======== Given data ========

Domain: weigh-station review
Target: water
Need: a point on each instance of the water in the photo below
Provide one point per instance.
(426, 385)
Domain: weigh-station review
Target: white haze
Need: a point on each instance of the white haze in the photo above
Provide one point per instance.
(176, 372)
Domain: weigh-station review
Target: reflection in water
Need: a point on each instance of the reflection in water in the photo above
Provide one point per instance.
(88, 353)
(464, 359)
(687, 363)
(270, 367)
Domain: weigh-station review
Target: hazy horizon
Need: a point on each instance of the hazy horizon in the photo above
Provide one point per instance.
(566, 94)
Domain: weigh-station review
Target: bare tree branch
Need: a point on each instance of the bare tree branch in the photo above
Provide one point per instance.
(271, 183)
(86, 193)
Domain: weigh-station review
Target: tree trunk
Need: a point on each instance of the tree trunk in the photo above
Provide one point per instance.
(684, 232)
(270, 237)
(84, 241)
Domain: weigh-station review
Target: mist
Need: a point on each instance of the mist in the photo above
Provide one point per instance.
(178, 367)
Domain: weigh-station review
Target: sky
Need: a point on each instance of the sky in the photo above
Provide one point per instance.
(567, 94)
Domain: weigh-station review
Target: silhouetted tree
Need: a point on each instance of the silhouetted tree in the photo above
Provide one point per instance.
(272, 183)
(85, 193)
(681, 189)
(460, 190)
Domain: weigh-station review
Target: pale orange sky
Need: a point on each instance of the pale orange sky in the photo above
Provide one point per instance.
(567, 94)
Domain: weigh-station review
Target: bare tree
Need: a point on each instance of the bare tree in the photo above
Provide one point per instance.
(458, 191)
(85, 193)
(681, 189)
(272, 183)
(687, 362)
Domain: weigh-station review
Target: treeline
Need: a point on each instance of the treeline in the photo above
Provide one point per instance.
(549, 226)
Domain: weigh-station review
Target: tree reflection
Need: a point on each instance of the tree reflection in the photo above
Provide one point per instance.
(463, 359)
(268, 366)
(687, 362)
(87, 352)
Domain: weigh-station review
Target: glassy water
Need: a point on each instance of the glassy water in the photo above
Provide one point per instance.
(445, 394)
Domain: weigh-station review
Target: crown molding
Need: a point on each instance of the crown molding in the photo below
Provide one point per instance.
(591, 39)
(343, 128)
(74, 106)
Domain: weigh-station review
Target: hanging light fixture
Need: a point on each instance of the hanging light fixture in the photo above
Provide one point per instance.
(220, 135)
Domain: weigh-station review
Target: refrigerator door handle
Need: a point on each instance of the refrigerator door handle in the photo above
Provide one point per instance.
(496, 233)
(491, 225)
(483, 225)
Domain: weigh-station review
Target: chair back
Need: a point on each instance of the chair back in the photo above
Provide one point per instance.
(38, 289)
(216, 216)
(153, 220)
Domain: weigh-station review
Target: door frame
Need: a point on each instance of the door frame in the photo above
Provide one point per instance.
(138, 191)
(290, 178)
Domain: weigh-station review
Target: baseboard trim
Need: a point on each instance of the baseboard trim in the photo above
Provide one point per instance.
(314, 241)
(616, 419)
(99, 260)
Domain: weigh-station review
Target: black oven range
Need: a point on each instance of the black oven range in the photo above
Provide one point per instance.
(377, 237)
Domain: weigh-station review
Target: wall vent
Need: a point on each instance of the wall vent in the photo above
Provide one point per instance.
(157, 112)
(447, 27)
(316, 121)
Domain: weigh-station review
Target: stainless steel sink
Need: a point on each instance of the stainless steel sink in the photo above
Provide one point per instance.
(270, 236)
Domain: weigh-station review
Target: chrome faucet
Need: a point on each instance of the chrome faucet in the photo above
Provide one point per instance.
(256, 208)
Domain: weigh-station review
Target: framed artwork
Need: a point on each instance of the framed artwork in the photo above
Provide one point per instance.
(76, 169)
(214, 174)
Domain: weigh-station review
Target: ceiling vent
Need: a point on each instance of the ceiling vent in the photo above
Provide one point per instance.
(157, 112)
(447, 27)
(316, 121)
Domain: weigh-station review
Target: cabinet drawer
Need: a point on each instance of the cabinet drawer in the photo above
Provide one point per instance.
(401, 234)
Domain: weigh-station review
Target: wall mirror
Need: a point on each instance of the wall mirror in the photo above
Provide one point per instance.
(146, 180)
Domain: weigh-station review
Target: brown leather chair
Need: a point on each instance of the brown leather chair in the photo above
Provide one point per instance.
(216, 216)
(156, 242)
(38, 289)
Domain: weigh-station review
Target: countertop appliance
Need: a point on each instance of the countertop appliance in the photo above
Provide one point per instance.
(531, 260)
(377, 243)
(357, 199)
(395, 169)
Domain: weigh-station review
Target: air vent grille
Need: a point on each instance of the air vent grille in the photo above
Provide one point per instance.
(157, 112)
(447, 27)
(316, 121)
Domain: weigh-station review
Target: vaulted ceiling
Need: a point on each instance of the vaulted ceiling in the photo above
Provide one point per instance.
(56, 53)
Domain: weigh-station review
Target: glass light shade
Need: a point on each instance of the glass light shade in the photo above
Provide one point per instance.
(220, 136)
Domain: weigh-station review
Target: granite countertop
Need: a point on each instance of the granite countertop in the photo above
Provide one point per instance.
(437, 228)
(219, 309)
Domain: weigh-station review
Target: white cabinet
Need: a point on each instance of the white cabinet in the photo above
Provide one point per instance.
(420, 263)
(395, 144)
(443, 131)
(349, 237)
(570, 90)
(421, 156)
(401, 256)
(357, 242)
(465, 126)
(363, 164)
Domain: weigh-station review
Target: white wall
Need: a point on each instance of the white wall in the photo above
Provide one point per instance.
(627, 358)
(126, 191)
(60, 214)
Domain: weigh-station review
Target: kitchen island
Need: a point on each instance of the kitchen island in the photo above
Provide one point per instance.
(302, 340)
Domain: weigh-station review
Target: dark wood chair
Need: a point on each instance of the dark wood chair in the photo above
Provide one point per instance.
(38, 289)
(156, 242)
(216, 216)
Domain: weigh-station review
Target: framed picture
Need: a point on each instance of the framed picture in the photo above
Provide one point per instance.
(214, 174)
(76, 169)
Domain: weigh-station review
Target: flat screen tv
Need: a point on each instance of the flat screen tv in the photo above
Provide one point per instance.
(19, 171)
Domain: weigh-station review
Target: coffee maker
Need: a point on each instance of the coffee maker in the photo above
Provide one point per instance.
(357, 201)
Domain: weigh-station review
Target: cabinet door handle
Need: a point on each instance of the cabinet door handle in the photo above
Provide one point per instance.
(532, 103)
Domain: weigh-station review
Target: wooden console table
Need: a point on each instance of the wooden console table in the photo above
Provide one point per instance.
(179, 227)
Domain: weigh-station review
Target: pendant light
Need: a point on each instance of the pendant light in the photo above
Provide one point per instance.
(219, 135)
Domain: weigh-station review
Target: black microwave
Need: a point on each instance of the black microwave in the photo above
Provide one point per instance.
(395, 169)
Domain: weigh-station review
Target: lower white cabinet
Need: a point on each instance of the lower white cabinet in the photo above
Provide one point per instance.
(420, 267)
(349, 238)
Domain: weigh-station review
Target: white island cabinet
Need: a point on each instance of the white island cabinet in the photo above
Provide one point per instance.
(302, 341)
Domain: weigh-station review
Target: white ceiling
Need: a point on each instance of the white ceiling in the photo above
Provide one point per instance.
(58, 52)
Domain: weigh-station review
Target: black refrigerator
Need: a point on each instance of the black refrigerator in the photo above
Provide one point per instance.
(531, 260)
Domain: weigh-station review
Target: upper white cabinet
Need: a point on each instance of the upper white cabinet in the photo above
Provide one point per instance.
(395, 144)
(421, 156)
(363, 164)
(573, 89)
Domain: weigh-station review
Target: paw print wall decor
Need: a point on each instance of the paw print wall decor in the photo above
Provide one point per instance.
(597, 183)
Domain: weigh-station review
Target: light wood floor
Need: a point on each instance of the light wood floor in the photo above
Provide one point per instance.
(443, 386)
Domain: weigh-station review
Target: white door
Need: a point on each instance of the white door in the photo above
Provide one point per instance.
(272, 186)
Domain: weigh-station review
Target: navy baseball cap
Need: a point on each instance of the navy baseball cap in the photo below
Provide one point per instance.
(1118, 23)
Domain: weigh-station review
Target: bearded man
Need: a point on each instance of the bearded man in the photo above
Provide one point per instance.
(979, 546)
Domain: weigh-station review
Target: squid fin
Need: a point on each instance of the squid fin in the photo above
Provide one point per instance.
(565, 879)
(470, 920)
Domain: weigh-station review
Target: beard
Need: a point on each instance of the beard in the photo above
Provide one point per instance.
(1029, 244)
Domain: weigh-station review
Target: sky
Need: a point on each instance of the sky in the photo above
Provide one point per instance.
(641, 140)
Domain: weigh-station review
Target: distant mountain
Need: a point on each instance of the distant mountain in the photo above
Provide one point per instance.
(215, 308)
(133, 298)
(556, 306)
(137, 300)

========

◆ **Task description**: Count the lines above that contain the word "hanging", and give only that number. Case counts.

◆ **Problem solution**: 2